──────── TEXT UNDER STUDY
Depleted uranium rounds have well-documented health concerns for both soldiers and non-combatants. According to Doug Weir, Research and Policy Director of the Conflict and Environment Observatory, the DU rounds the U.K. is sending are old and should be considered radioactive waste. "In addition to the exposure risks for those coming into contact with DU contaminated scrap and materiel, which will require management as low level radioactive waste," he told Motherboard in an email. "Ukraine needs to be aware that the UK's aging CHARM3 120mm ammunition reached the end of its service life in 2015."

Weir said that DU rounds aren’t as radioactive as enriched uranium, but are still toxic. “UK DU (which originated from the U.S.) is also contaminated with other radioactive elements, increasing its radioactivity, although Russian DU is believed to be even dirtier,” he said.

The U.K. once tested its DU rounds in Scotland but stopped after community outcry. “Back in the ‘70s when the U.S. first stationed DU ammo in the UK it had a big PR campaign explaining that it was not more toxic than lead,” Weird said. “They don't use that line any more because it turns out that lead is really toxic.”


The U.S. and NATO allies used DU rounds during the Gulf War, the intervention in Bosnia, the invasion of Iraq in 2003, and in airstrikes against Syria in 2015. The most famous and well reported of these is the use of the rounds in civilian areas of Fallujah, Iraq. Local and international organizations have studied the effects of DU on civilian populations in Iraq and Bosnia. 

Some groups have concluded that there’s a direct link between DU and a subsequent rise in birth defects and health problems, but  but the results have also been described as inconclusive. World Health Organization studies have routinely found no link between the use of DU and ill health effects, but scientists—including those writing in the Lancet—have said the studies were poorly designed. Some have even accused the WHO of covering up evidence of the health effects.
────────────────
_TASKS AND EXERCISES:_
a - Please revise the depleted uranium passage, starting with "Some groups have" and going on through "the health effects.", putting "uncertain" in place of "inconclusive".
b - Carry on writing the depleted uranium passage from its final sentence.
──────── PROVIDED RECORDS
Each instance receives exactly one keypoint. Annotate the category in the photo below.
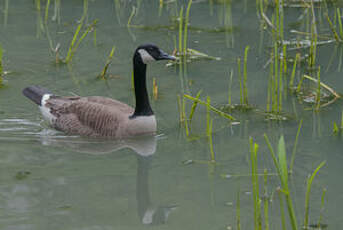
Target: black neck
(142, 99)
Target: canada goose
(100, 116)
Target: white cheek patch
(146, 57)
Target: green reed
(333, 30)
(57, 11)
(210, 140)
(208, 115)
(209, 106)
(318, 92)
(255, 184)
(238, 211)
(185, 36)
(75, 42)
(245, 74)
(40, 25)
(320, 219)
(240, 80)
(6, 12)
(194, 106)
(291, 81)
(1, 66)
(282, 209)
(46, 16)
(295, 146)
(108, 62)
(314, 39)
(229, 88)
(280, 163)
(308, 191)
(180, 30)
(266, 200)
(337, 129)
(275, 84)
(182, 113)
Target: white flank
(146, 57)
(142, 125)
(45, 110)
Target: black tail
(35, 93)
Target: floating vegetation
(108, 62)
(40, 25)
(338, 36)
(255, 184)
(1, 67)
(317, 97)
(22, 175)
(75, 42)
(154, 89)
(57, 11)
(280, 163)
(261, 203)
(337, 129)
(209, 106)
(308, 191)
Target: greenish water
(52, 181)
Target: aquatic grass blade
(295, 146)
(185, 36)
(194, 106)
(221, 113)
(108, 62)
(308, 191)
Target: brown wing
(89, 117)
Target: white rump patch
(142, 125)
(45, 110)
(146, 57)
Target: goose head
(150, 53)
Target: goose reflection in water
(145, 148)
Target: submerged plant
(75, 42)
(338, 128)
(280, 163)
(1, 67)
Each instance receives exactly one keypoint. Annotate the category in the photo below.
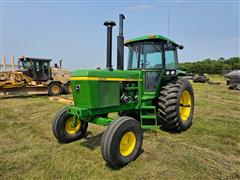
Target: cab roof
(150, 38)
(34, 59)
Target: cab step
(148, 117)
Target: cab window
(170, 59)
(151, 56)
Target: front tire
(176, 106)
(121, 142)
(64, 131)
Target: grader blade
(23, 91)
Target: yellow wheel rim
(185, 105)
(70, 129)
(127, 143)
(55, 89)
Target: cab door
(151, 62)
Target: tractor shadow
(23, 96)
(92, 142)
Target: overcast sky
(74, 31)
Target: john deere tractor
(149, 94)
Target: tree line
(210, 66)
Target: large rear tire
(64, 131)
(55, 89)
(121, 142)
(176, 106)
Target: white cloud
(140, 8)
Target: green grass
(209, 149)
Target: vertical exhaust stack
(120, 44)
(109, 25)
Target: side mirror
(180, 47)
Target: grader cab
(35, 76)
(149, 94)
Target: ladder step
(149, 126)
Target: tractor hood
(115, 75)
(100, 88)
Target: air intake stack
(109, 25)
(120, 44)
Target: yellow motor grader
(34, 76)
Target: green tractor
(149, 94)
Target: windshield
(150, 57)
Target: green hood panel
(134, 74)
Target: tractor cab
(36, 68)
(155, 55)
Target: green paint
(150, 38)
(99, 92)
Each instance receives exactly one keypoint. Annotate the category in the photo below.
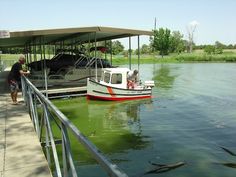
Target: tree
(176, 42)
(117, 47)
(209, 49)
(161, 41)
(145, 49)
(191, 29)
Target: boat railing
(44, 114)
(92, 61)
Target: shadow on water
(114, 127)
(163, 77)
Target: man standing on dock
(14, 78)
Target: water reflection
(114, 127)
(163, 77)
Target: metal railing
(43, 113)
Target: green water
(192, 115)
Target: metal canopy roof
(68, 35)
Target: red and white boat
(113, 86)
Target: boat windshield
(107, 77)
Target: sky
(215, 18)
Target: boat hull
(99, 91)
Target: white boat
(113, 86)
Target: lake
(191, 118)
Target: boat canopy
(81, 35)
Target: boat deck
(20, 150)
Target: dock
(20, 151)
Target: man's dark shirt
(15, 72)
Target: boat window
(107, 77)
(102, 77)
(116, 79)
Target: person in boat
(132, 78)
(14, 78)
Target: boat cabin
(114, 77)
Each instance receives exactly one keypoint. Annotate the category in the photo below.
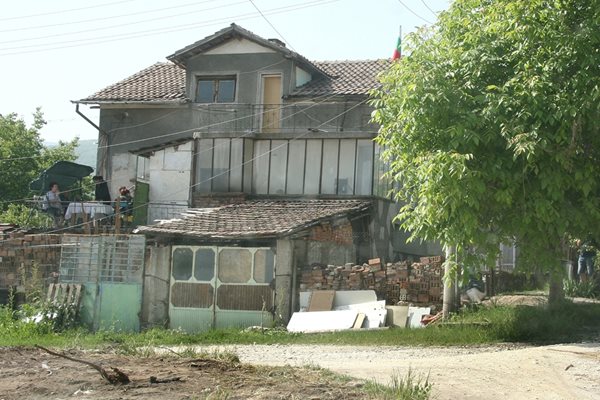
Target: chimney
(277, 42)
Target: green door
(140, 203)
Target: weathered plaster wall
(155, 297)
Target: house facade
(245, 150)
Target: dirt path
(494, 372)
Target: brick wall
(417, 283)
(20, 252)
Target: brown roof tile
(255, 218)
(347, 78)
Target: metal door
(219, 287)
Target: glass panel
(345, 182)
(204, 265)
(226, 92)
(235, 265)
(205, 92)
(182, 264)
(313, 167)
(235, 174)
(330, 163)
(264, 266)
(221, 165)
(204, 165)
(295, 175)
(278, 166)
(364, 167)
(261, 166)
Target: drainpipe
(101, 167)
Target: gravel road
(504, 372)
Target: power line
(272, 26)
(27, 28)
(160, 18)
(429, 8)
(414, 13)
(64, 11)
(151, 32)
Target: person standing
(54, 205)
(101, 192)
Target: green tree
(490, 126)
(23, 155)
────────────────
──────── PROVIDED RECORDS
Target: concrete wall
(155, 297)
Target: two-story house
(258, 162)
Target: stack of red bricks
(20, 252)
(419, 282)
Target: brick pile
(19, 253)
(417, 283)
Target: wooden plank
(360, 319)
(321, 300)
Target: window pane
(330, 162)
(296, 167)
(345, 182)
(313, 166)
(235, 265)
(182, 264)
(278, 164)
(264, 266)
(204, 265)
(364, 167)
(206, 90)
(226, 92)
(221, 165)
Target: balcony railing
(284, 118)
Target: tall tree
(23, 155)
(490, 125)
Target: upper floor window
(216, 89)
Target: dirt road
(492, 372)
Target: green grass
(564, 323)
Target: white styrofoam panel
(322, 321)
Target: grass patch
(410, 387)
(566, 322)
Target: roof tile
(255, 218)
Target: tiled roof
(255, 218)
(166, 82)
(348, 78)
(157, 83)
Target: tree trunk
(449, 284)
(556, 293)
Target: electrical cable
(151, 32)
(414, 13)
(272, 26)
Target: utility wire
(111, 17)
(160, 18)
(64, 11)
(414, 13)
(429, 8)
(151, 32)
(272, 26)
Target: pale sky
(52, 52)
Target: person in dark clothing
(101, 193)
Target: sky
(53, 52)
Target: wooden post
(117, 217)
────────────────
_ANSWERS TO THE PROBLEMS:_
a -
Some groups have concluded that there’s a direct link between DU and a subsequent rise in birth defects and health problems, but  but the results have also been described as uncertain. World Health Organization studies have routinely found no link between the use of DU and ill health effects, but scientists—including those writing in the Lancet—have said the studies were poorly designed. Some have even accused the WHO of covering up evidence of the health effects.

b -
It’s not that’s not because depleted uranium causes no harm, but because there’s so much other toxic material in a warzone that it’s hard to isolate what, exactly, causes birth defects and other health issues. 


“The toxic remnants of war are pretty diverse, and certainly in Ukraine there are no shortage of pollution hazards,” Weir said. However, there’s no doubt that depleted uranium poses unique health risks.

“Uranium is more chemically toxic than many metals and then you have the added radioactivity issue. In the way that it is or is likely to be being used in Ukraine, large caliber tank ammo, the main problem will be contaminated scrap and exposure risks for people who have to deal with that,” he added. 

Weir said it’s also hard to study the precise effects of DU because it's both radioactive and toxic. “From a health perspective, if you're studying DU's genotoxicity (the way it can damage DNA) or mutagenicity it's actually really difficult to design experiments to isolate out its chemical toxicity from its radioactivity, both of which may combine to amplify harm,” he said.

Battlefields all over the world are rife with toxins, even near civilian locations. In Iraq, birth defects spike near U.S. military bases. There’s a lot of lead on the ground and the U.S. burned all its garbage in open air pits. People, both civilian and military personnel, who have lived and worked in these areas often have health problems.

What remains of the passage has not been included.